Output the line that contains "Please mark the concrete" and every line after it to the end of the entries, with nothing added or left out.
··· Input data ···
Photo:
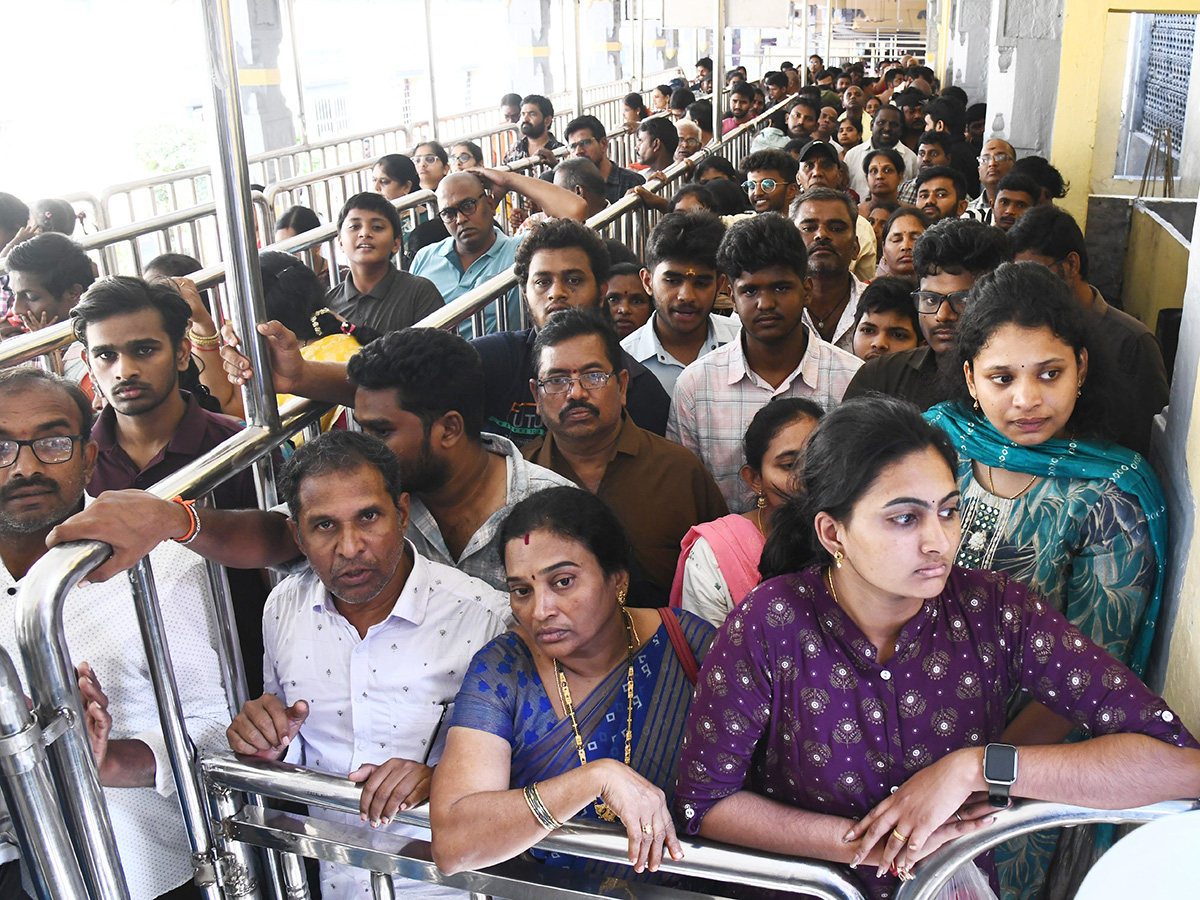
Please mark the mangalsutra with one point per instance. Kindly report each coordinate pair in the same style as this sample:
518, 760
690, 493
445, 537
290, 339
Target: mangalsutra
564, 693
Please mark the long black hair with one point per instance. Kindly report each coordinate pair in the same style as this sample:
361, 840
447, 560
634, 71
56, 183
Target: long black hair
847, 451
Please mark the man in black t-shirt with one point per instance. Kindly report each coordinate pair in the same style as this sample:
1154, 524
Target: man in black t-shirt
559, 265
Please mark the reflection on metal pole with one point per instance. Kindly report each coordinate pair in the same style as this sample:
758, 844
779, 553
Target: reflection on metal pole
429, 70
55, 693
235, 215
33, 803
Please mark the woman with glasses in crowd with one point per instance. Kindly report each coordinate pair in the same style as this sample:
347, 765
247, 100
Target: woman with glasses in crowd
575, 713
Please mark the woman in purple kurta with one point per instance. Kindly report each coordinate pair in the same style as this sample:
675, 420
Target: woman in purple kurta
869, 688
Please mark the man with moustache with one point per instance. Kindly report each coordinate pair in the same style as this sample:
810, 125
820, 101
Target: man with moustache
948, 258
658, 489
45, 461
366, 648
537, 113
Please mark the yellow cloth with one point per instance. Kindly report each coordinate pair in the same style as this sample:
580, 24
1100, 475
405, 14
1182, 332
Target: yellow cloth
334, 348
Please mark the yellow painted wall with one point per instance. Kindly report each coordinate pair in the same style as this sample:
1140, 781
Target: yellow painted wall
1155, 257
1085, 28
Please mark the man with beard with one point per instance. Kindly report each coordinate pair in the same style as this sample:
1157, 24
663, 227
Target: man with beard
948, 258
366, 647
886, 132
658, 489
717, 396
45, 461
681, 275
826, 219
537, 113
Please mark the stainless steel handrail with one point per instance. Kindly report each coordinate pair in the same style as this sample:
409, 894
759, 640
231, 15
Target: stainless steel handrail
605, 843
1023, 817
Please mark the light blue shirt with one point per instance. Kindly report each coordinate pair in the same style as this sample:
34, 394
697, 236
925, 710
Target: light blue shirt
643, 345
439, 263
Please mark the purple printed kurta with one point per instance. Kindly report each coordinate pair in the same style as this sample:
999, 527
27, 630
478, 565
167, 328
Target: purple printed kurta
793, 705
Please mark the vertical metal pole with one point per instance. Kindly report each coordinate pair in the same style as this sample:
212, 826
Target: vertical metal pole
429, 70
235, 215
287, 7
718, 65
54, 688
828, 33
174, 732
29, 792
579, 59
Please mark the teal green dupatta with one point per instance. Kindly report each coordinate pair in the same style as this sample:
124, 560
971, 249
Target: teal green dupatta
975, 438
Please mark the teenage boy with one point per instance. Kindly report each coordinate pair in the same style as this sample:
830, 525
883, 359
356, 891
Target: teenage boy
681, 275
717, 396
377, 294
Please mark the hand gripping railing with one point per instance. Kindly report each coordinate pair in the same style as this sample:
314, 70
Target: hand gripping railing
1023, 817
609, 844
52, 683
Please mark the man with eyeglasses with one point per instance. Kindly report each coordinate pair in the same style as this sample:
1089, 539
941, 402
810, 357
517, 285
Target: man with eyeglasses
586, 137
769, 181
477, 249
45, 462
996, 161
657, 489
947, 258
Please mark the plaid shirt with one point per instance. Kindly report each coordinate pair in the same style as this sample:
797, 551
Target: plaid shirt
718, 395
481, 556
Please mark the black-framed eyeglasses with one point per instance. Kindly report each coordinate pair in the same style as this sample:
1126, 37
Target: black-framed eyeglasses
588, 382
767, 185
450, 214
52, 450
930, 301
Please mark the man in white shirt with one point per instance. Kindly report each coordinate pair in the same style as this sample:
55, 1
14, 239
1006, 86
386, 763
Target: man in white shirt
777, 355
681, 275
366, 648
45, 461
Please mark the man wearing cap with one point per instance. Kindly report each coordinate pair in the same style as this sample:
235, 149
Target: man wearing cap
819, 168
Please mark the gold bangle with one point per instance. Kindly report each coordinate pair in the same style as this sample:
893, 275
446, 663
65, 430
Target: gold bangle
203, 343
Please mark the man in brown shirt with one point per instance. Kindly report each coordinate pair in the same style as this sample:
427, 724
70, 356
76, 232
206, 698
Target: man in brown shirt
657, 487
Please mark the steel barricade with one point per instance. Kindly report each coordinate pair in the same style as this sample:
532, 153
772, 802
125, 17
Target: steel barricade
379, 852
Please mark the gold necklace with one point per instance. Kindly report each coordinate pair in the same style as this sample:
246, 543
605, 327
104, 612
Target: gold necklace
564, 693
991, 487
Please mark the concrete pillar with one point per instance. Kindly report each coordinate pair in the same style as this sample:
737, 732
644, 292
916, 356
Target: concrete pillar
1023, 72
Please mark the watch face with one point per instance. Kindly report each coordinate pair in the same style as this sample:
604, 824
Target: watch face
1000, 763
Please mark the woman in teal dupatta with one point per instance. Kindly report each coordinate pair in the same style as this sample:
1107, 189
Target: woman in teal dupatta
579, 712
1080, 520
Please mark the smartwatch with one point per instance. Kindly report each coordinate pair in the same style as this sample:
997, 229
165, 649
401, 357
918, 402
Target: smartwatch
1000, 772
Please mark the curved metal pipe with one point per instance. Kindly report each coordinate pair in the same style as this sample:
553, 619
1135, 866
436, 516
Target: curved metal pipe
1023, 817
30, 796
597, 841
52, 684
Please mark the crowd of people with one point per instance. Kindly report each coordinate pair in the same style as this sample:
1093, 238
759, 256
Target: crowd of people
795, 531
···
__Response__.
Please mark the concrete pillar with one point per instance. Kindly report each coordinate pair in the same style as this sample:
737, 732
644, 292
916, 356
Target: concrete pillar
1023, 72
Please mark the watch face with one point per instance. Kindly report each coordinate pair in the same style as this sample:
604, 824
Target: watch face
1000, 763
Please mark the woman in teal dupatta with one point per instance. Kindly report each coordinate pair in the same style as this sample:
1107, 189
Target: woman in teal dupatta
579, 712
1080, 520
Please mark the smartwatch with one point per instance. Kindly report each coordinate pair in the same style as this sample:
997, 229
165, 649
401, 357
918, 402
Target: smartwatch
1000, 772
Please mark the curved metal pipe with one point per instance. Kindly report each coordinate pair in the same style as this sample:
553, 619
1135, 866
436, 516
Target: curved metal pipe
1023, 817
30, 796
597, 841
52, 684
Please mark the crowd of people with one point per instance. Kindly report each coordinate pair in the same style as this sample:
1093, 238
759, 256
Target: crowd of people
795, 531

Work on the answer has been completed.